# YOUR TASK:
Output all the data exactly.

# Stored data entries:
★ ★ ★ ★ ★

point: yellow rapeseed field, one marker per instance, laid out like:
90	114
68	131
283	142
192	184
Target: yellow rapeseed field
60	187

★ ★ ★ ★ ★

# WRITTEN REPLY:
point: yellow rapeseed field, one marker per instance, laid out like:
90	114
68	131
283	142
192	184
Target: yellow rapeseed field
60	187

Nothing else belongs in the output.